| Text |
:::
All students on the MSx programme have at least eight years’ experience as a manager or leader before they start the course. “It’s about providing them with the right resources to tailor their learning and help create momentum in their careers,” Mike said.  


Ariel Cai is one of this year’s MSx students in the class of 2023 and an expert in global strategy and expansion within technology. Ariel said: “With accelerated core business modules and flexible elective classes, the programme was a more time-friendly option for me as a mid-career leader wanting to resume work in my field as soon as possible. 

“My goal is to start an entrepreneurial venture focusing on consumer technology that provides genuine value to users. To realise my aspiration the MSx was the right step for me.”  


What does Stanford look for in its MSx candidates? 

The admissions committee at Stanford GSB have four criteria for reviewing candidates: intellectual vitality, leadership accomplishments, personal qualities and clarity of purpose. These criteria are similar for MBA candidates, but with different weighting due to the larger accomplishments.  

“Because we’re looking at mid-career professionals, clarity of purpose is really important for the MSx,” said Mike. “Candidates must have a clear sense of direction for their careers and be strategic. We need to know that students can prioritise and schedule their time to create momentum for themselves and get the maximum value out of their experience with us.”  

Stanford GSB has one of the highest employability rates in the QS Global MBA Rankings 2023 due to its relationship with graduate employers and the rate of student employment three months after graduation. It's clear that the school actively listens to what the world needs from its graduates.  

We asked Mike what the biggest and most innovative companies are looking for from MSx graduates.
:::
| Records provided |
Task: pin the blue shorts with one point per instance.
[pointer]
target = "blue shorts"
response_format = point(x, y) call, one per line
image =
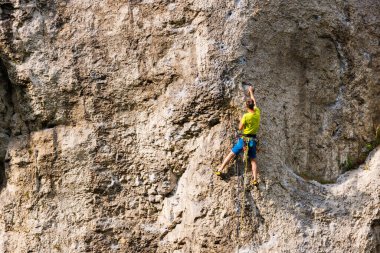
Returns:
point(240, 145)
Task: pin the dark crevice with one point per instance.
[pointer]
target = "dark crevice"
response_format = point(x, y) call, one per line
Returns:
point(6, 113)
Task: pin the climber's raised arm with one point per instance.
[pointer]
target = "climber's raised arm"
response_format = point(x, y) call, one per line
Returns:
point(251, 91)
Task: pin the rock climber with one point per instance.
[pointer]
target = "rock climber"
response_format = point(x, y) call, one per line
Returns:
point(249, 125)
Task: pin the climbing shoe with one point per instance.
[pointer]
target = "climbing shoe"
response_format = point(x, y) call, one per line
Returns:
point(254, 182)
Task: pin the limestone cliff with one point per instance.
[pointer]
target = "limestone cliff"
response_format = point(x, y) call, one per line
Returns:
point(114, 114)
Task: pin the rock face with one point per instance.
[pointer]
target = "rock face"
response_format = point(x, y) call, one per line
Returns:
point(114, 113)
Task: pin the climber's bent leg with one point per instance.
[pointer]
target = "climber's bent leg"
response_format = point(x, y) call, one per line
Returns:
point(226, 161)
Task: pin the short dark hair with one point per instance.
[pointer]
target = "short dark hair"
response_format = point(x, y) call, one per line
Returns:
point(249, 103)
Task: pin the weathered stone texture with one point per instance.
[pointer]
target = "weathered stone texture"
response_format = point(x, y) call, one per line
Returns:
point(114, 113)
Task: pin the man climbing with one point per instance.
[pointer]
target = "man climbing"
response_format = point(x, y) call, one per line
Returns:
point(249, 125)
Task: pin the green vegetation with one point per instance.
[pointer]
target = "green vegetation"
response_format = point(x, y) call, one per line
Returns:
point(353, 162)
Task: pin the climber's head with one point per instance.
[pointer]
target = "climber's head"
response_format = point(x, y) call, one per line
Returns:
point(249, 103)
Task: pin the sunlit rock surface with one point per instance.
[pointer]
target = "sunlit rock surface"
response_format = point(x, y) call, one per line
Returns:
point(114, 114)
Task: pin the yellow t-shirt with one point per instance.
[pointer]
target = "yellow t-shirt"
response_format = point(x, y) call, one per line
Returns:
point(251, 122)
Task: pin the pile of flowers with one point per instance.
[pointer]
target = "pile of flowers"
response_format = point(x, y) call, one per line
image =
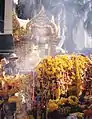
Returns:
point(62, 73)
point(63, 102)
point(10, 85)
:::
| Work to be completed |
In the text about Stanford's MSx program, how much experience as a manager or leader must every student have before starting the course?

| Result for this exercise |
At least eight years.